-- WORK ORDER --
With pictures removed, output every record below exactly as written.

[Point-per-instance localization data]
..............................
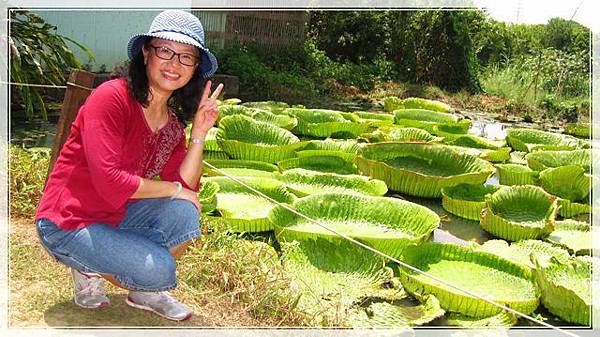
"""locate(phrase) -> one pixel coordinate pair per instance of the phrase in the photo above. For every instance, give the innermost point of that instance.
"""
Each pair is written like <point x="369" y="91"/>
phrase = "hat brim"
<point x="208" y="64"/>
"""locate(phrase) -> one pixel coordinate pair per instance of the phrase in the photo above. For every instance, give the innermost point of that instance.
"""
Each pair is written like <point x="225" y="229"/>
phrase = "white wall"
<point x="107" y="32"/>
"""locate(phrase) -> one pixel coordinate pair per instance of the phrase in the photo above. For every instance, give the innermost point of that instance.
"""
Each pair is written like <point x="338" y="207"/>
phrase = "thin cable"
<point x="48" y="85"/>
<point x="373" y="250"/>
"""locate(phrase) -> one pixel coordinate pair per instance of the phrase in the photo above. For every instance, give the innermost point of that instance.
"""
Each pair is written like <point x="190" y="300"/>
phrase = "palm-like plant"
<point x="39" y="56"/>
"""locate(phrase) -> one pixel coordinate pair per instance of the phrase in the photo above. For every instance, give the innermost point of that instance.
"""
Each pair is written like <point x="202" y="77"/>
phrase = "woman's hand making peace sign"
<point x="207" y="112"/>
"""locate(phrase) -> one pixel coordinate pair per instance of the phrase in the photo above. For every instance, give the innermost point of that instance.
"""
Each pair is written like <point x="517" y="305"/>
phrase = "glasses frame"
<point x="175" y="54"/>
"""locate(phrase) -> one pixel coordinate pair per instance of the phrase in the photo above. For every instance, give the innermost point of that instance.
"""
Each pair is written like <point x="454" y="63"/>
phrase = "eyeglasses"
<point x="168" y="54"/>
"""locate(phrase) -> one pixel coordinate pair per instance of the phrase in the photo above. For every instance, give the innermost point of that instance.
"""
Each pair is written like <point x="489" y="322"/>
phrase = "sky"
<point x="539" y="11"/>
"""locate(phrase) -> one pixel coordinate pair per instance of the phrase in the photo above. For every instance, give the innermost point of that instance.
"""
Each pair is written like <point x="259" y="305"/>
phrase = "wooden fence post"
<point x="74" y="98"/>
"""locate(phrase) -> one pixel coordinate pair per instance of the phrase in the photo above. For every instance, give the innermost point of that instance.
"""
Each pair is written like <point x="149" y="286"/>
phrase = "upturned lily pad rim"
<point x="483" y="162"/>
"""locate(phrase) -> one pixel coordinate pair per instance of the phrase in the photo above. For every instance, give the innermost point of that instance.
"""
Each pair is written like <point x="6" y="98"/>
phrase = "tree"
<point x="38" y="56"/>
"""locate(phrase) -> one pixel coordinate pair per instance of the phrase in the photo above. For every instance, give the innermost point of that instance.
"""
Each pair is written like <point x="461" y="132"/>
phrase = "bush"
<point x="27" y="177"/>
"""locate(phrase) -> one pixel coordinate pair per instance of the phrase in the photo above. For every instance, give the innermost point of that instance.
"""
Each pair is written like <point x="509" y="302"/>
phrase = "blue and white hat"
<point x="178" y="26"/>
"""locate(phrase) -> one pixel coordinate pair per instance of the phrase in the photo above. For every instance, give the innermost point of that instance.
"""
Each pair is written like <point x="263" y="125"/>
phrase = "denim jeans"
<point x="137" y="252"/>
..............................
-- RESPONSE TO THE TASK --
"""locate(phrase) -> one pixel coordinate pair per instance of the phrase in the photo above. For every instance, give the innermost point of that instance.
"""
Each pair is written like <point x="369" y="91"/>
phrase = "hat brim"
<point x="208" y="64"/>
"""locate(phrase) -> one pixel coordinate pair per instance of the phrase in the photo above. For every instance, give the innermost point of that instance.
"""
Each pair is written like <point x="225" y="229"/>
phrase = "white wall"
<point x="107" y="32"/>
"""locate(phrase) -> one pixel coordinate pair per instance of the phrase in the photo above. For every instance, give the innermost point of that instance.
"""
Each pair is written like <point x="338" y="207"/>
phrase = "thin cable"
<point x="48" y="85"/>
<point x="373" y="250"/>
"""locate(phrase) -> one pixel coordinate pair per instance of the phrase in the photo above. For every instance, give the innermost point of that instance.
"""
Each pair is written like <point x="190" y="300"/>
phrase = "palm-like plant"
<point x="39" y="56"/>
"""locate(phrase) -> one pixel coordinate pair per instance of the phrase in the photo above. For every instance, give the innermost point of that instance.
"""
Each pair is written like <point x="202" y="77"/>
phrase = "woman's hand making peace sign"
<point x="207" y="112"/>
"""locate(phrase) -> one pixel coordinate pair per instance of the phrase in the photo above. For every instance, give the innermost point of that instance.
"""
Each pair is written like <point x="517" y="305"/>
phrase = "glasses frame"
<point x="175" y="54"/>
"""locate(phrase) -> one pixel coordinate pair per instance of the phrase in the photo above. For every instance, give the innermost point of that instance.
"""
Each pair is written like <point x="454" y="63"/>
phrase = "eyeglasses"
<point x="168" y="54"/>
"""locate(phrase) -> one pixel coordinate pair per instance of the phrase in the photo above. For every instance, give the innermost point of that instance.
"""
Each pair is written like <point x="489" y="322"/>
phrase = "sky"
<point x="539" y="11"/>
"""locate(phrase) -> one pixel coordinate pair per instance of the phrase in the photo above. For every instance, give the innermost point of that instance.
"""
Each pair is written like <point x="259" y="305"/>
phrase = "wooden fence post"
<point x="74" y="98"/>
"""locate(phrase) -> one pixel coordinate pair per instance of the phrase in the photo above. For every instance, give the innermost point of that instance.
"""
Each pair is written like <point x="149" y="286"/>
phrase = "upturned lily pad rim"
<point x="483" y="162"/>
"""locate(phrase) -> one pixel coordinate pair per instance of the phrase in the photo above. For every instance, give the innermost point of that instance.
"""
Each pair is written like <point x="6" y="98"/>
phrase = "tree"
<point x="38" y="56"/>
"""locate(phrase) -> one pixel coordinate pair per instance of the phrase in the photo above. For every instance, give the innermost point of that instance.
"""
Each pair is written like <point x="461" y="132"/>
phrase = "bush"
<point x="27" y="177"/>
"""locate(phrase) -> one pixel coordinate pair per instance of the phrase in the photo above. For every instance, give the innermost point of that instance.
"""
Each pair is written like <point x="509" y="302"/>
phrase = "blue and white hat"
<point x="178" y="26"/>
"""locate(phrase) -> one pixel coordinate pair per instance of the phrase in the photo above. For every instance, give the innermost point of that instance.
"""
Each pair is written like <point x="263" y="125"/>
phrase = "denim jeans"
<point x="137" y="252"/>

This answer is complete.